• _WORK ITEM_
Scan the material that follows. Copy every line containing the word "wall".
GIVEN RECORDS: Begin
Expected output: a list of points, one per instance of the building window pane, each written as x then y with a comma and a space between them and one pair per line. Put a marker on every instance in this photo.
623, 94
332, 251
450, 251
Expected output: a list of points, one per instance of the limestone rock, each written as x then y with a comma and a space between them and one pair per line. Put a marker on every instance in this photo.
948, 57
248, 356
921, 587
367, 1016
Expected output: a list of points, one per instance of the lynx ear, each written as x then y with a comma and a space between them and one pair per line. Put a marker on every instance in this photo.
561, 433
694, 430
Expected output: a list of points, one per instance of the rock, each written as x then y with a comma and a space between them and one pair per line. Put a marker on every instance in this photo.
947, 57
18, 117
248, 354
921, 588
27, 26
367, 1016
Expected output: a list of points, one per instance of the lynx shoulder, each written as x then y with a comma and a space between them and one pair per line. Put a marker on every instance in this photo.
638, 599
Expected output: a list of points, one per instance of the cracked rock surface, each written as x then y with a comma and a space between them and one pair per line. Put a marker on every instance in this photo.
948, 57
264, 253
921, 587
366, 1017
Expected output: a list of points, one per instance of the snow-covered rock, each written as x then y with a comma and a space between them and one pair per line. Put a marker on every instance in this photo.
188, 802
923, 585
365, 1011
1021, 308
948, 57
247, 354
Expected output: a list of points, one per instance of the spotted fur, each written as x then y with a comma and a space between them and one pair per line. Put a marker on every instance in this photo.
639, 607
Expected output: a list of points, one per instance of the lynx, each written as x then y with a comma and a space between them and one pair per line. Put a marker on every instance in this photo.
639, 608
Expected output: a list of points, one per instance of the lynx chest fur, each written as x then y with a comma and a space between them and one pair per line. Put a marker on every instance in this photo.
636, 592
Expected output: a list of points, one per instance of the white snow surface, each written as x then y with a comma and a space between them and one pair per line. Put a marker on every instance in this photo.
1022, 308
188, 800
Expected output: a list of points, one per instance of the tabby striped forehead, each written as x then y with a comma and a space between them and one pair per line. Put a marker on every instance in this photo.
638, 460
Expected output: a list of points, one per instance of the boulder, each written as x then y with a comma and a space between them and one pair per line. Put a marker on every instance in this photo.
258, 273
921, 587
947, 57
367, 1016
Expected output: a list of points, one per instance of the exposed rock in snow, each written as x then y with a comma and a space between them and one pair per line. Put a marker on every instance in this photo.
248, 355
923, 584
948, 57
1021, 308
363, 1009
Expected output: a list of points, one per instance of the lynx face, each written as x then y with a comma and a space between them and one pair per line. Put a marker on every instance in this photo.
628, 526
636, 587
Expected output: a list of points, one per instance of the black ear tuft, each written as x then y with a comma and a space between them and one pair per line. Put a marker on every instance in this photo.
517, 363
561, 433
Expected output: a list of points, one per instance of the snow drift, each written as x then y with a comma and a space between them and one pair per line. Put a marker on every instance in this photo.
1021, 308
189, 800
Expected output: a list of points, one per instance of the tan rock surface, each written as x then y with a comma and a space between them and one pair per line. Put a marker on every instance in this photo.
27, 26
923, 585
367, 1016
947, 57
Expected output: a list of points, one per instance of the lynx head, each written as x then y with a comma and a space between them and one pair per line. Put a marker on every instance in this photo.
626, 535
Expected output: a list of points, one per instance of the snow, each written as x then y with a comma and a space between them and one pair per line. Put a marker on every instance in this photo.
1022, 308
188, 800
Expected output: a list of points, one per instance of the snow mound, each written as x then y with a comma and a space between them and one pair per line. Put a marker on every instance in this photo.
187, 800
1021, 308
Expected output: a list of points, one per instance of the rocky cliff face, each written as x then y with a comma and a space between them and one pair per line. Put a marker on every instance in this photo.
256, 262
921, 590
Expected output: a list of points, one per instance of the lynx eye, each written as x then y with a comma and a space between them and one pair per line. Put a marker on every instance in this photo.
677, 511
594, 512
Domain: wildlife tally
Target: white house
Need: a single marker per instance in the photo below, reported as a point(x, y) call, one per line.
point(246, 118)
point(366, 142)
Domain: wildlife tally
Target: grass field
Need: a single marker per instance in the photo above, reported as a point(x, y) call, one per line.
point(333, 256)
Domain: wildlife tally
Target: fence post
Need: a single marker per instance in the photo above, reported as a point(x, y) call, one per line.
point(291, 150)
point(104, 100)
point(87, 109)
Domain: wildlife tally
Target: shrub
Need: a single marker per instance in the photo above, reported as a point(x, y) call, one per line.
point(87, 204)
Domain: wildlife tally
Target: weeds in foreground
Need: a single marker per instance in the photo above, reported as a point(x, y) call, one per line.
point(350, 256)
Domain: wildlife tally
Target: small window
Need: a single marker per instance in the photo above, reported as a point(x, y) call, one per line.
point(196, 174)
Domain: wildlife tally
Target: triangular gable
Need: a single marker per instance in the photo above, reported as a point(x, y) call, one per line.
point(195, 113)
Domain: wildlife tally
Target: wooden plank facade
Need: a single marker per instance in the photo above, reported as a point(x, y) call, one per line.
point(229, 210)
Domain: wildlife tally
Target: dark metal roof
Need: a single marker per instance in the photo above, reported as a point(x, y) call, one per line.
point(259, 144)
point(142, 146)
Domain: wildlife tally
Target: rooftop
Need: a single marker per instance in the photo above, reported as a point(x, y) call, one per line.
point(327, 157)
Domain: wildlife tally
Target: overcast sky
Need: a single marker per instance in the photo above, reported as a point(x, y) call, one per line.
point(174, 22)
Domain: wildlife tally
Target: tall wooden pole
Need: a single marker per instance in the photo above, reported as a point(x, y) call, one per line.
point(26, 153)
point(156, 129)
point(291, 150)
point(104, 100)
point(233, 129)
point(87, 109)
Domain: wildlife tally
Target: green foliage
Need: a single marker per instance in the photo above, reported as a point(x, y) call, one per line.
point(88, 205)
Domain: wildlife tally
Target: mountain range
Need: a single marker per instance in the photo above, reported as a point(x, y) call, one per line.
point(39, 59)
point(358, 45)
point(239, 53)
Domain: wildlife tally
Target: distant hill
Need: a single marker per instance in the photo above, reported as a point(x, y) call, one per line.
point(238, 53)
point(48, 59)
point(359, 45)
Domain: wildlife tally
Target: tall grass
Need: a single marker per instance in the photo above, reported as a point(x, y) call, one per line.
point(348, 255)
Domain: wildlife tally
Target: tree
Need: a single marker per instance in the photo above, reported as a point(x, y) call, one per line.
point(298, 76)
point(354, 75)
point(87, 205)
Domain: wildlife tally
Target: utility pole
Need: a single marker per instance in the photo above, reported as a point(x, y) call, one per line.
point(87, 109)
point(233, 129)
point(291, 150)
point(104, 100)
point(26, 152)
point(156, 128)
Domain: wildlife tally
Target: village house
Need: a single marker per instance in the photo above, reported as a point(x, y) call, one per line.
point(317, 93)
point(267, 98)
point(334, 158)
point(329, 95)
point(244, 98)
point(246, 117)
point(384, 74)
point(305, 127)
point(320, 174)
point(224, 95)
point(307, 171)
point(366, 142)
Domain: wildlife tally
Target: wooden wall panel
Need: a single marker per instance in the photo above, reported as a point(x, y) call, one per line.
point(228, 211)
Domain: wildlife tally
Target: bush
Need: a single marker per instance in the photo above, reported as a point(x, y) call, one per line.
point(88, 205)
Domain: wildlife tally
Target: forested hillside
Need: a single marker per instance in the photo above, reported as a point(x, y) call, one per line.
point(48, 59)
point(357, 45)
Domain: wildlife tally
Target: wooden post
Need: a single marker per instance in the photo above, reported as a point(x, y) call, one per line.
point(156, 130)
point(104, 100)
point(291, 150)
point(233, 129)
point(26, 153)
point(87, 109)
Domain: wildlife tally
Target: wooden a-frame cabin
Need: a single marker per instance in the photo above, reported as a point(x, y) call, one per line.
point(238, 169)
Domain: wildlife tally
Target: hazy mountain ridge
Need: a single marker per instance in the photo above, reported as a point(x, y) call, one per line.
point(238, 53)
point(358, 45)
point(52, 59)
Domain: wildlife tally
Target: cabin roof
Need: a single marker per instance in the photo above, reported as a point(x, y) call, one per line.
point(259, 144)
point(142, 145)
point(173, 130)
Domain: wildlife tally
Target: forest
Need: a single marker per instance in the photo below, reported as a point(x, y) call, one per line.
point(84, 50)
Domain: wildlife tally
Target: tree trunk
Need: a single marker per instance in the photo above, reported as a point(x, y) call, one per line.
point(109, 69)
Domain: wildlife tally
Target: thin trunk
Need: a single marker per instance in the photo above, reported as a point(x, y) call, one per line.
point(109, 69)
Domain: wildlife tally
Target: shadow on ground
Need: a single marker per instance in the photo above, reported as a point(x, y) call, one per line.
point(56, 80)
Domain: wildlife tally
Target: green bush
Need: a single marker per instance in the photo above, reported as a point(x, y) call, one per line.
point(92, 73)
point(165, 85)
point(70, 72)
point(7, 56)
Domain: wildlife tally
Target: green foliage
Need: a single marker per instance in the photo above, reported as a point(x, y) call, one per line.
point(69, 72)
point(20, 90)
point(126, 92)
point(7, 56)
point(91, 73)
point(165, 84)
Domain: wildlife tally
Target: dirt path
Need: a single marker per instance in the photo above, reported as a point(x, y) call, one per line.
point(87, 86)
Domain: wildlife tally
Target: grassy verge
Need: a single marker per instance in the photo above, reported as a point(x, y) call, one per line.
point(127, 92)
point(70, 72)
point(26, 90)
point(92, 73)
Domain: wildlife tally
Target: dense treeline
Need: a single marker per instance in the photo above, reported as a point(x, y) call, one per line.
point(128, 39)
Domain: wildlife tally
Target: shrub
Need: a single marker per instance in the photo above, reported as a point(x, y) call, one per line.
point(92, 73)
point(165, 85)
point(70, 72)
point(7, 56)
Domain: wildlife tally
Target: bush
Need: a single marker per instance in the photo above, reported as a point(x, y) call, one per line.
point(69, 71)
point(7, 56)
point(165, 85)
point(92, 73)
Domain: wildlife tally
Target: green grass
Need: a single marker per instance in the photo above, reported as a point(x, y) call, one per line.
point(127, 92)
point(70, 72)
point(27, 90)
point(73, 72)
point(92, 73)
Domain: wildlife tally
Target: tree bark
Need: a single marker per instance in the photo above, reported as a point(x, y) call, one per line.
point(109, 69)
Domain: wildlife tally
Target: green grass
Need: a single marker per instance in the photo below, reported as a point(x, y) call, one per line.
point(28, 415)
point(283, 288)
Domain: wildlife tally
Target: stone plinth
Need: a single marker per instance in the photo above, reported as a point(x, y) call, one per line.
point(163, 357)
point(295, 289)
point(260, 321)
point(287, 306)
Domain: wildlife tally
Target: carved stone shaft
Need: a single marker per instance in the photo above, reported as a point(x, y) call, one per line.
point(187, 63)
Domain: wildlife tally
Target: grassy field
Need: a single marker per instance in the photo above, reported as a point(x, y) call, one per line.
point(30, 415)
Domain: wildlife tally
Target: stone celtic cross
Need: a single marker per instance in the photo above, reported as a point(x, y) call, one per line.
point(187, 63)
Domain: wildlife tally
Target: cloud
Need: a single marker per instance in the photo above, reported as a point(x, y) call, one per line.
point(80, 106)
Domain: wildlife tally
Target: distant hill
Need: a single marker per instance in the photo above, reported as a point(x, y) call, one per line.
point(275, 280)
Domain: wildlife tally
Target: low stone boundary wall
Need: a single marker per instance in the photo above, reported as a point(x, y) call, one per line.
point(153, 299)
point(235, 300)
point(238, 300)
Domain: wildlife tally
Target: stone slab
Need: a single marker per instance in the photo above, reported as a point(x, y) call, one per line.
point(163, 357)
GIVEN RECORDS: End
• _EXERCISE RESULT_
Target: wooden wall panel
Target: low stone boundary wall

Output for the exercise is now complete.